▸ EXERCISE DETAILS: Each entry needs to be reproduced exactly, with none left out.

INPUT MATERIAL START

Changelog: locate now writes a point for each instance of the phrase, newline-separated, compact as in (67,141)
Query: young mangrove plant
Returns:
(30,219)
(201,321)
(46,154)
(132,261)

INPUT MATERIAL END

▸ REPLY TO THE TASK:
Changelog: locate now writes a point for each instance of the phrase, newline-separated, compact as in (67,141)
Query: young mangrove plant
Returns:
(30,219)
(201,321)
(46,154)
(132,261)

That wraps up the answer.